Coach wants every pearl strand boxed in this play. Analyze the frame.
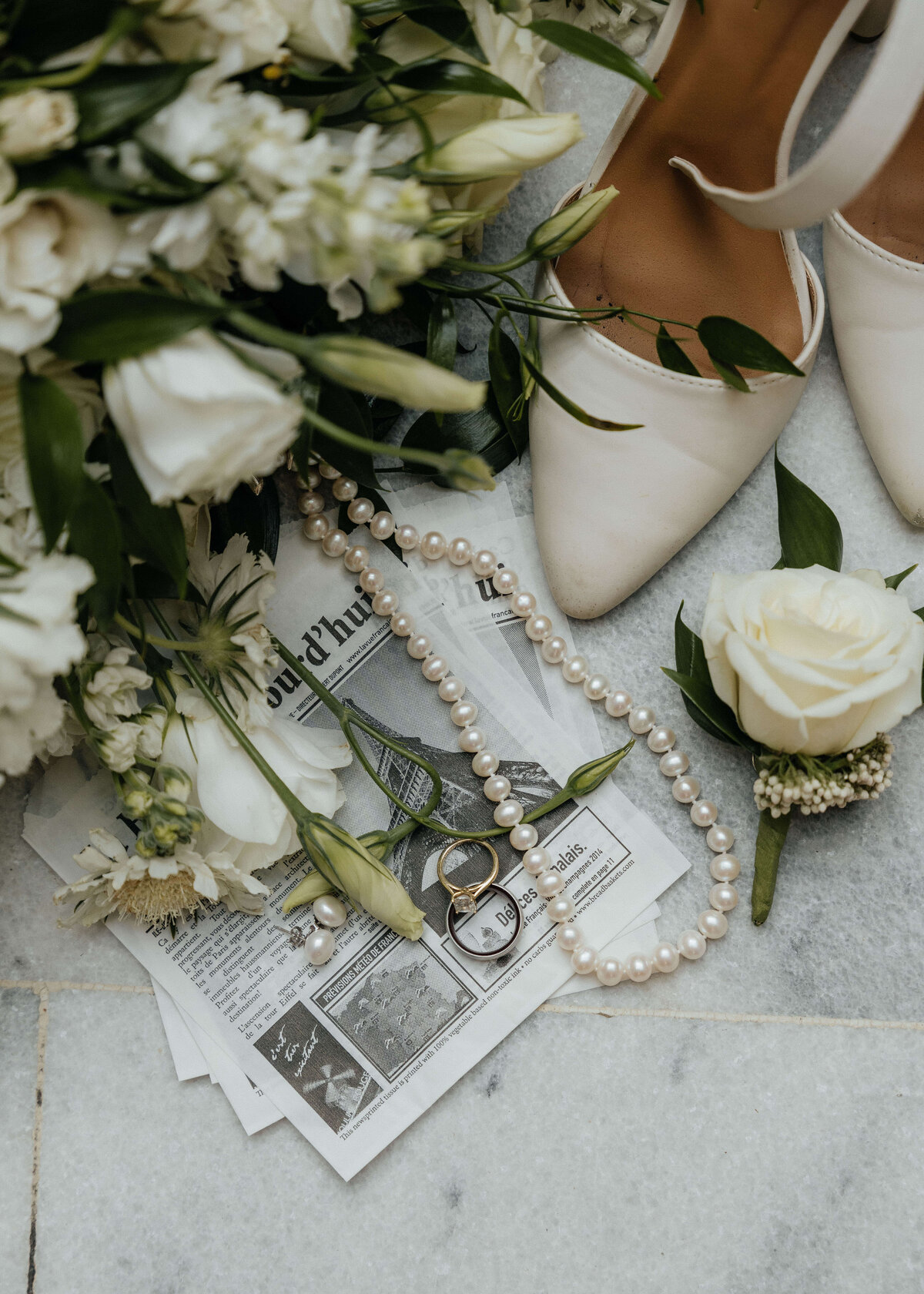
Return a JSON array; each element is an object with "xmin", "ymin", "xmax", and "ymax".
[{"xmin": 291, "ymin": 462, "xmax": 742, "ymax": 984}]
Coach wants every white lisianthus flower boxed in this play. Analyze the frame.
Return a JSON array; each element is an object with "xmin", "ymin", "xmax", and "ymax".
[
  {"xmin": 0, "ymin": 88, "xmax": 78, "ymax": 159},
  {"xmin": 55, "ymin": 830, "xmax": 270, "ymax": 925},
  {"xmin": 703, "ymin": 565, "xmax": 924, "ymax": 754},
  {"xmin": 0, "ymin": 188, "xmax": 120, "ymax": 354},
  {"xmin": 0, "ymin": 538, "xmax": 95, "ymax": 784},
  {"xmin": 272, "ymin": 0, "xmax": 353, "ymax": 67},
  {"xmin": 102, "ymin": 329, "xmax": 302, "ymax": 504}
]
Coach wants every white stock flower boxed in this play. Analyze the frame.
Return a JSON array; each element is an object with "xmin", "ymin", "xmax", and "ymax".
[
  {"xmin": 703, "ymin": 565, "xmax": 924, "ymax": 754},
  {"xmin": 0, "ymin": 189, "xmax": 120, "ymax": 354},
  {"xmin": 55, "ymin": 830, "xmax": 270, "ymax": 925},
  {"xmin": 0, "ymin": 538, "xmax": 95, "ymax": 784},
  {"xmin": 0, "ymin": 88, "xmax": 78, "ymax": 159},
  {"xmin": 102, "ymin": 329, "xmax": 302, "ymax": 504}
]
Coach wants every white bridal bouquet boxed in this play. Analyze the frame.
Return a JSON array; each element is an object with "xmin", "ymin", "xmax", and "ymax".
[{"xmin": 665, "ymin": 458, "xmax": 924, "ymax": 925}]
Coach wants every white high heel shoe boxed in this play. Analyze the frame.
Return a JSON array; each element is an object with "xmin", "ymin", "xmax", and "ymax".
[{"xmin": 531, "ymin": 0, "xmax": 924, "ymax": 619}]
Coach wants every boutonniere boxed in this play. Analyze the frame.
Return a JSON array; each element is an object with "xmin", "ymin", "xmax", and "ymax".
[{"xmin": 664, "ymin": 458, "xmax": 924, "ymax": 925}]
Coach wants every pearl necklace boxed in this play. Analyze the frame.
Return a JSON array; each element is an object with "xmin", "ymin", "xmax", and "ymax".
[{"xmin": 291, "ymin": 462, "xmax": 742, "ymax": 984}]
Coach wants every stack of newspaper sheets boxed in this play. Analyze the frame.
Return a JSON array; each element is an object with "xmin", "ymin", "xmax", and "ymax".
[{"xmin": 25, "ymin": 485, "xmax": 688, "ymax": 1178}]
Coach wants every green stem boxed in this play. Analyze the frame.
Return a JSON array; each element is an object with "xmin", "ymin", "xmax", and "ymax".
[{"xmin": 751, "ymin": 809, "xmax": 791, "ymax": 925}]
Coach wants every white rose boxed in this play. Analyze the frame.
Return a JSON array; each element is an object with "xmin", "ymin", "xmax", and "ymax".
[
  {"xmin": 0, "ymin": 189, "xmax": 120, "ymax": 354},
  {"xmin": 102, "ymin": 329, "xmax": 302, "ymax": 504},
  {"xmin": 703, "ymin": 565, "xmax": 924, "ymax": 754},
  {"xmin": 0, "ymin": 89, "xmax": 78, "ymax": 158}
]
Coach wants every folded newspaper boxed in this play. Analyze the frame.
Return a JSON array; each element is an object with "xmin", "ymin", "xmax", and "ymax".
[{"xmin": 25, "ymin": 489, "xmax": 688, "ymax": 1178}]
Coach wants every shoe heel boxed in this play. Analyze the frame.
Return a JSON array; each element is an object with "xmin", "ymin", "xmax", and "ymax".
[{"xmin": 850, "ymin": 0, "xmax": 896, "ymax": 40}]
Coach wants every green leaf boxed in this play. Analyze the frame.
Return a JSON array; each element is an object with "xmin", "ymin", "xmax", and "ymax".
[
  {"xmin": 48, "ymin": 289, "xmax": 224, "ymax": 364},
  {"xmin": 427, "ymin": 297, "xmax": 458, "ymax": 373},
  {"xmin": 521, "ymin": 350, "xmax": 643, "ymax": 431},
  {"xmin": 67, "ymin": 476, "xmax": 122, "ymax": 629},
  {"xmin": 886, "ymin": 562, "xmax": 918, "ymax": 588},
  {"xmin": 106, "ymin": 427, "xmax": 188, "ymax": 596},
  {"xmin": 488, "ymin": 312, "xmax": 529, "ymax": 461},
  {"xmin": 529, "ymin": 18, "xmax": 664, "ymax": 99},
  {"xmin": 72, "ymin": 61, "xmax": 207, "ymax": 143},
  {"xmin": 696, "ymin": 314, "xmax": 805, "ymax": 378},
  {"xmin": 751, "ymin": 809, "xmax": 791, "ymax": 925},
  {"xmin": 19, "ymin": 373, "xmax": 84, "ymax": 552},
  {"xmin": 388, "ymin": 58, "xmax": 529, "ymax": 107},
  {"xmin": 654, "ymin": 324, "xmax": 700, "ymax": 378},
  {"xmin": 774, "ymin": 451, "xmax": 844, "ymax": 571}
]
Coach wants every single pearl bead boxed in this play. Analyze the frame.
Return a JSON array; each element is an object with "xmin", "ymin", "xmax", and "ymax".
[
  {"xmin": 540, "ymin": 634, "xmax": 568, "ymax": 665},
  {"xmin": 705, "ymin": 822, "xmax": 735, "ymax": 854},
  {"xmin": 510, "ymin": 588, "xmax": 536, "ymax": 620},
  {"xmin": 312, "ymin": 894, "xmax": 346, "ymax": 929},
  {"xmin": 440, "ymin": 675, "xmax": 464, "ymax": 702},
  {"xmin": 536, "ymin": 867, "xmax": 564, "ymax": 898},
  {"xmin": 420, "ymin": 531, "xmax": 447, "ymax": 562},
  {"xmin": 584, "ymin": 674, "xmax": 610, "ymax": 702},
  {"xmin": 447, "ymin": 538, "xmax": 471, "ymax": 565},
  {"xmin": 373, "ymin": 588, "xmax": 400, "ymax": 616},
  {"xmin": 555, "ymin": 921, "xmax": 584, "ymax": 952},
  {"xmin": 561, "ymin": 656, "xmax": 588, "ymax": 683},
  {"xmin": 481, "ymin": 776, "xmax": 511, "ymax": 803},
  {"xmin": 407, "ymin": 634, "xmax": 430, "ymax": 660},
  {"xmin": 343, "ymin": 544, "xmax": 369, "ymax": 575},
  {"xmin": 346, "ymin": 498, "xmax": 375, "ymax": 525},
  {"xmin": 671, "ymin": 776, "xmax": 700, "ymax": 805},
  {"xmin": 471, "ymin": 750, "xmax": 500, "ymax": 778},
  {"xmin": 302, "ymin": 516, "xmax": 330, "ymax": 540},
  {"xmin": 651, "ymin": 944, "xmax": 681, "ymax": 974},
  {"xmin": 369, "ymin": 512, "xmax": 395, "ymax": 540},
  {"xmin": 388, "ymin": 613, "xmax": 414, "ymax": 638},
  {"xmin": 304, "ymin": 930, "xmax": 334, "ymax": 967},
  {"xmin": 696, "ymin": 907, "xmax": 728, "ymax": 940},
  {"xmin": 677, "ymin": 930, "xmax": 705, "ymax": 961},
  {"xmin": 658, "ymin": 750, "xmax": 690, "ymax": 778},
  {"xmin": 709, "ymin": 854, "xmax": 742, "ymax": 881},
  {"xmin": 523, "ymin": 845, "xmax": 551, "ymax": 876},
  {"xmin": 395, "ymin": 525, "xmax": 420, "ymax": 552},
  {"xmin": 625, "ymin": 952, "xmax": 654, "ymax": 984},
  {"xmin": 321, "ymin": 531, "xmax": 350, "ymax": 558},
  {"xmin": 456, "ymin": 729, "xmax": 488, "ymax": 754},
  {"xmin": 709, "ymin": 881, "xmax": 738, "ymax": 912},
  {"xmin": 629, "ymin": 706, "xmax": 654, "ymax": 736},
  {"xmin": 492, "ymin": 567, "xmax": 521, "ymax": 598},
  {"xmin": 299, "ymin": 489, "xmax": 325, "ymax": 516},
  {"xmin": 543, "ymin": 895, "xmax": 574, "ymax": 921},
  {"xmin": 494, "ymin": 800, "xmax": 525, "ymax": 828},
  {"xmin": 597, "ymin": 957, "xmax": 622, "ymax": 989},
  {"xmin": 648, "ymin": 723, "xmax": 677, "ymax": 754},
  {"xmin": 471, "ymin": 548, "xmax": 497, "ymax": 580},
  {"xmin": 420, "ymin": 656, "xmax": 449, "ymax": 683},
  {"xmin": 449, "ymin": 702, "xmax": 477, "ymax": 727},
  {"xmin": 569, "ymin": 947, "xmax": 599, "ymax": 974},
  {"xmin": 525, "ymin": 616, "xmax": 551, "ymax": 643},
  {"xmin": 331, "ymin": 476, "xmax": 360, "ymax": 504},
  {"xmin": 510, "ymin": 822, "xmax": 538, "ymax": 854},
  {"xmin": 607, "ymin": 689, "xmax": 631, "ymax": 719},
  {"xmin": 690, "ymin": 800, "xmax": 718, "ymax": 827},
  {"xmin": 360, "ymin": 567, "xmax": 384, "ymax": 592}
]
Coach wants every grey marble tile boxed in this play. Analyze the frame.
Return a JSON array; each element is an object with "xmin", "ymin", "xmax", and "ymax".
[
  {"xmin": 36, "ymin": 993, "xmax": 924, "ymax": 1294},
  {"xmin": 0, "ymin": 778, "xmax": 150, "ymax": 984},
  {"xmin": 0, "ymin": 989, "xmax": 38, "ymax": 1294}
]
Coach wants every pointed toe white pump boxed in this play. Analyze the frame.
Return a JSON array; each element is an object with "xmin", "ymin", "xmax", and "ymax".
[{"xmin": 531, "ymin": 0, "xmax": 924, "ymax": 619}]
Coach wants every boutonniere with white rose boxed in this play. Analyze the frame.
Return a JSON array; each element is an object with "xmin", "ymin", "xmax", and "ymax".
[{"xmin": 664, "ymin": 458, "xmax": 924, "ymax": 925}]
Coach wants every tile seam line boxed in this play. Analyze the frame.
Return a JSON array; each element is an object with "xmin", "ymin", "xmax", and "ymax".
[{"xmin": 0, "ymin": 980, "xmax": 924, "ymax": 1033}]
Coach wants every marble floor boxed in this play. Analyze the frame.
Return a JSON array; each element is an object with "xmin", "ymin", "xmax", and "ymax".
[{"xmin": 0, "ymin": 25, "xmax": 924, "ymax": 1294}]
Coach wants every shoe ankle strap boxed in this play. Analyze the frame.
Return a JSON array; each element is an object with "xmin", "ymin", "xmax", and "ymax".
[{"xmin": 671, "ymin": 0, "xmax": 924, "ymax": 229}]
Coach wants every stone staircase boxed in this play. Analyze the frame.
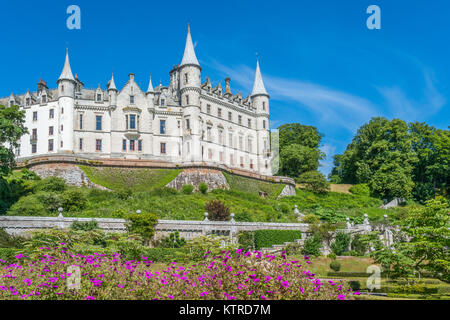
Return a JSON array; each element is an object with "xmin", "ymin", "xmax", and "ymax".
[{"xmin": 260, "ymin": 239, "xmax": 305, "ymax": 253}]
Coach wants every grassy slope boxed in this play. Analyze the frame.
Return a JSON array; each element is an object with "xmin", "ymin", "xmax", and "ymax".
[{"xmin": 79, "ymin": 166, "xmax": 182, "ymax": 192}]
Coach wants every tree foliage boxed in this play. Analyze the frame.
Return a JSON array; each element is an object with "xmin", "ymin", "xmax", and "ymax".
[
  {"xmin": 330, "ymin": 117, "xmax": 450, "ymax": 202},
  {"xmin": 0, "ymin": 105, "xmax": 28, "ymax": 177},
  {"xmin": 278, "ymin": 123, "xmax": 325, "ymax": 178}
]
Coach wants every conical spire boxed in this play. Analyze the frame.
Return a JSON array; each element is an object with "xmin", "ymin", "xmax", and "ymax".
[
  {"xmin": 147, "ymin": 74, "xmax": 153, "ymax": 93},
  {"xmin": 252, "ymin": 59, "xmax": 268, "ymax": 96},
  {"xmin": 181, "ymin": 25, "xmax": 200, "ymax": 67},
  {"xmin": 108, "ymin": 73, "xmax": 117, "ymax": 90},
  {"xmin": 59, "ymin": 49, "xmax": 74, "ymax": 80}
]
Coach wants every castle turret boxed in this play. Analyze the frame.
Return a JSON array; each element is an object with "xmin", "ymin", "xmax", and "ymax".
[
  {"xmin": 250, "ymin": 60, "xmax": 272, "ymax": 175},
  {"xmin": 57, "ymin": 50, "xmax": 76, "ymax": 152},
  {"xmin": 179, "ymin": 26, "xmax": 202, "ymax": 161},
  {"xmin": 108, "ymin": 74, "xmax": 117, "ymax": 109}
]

__Given request__.
Please select each line in the entries above that contains the word "boutonniere", and copy those lines out in full.

__Response to this task__.
Coach wants every boutonniere boxed in this play. Analyze the frame.
Coach wants every boutonniere with white rose boxed in this play. Analyze the frame.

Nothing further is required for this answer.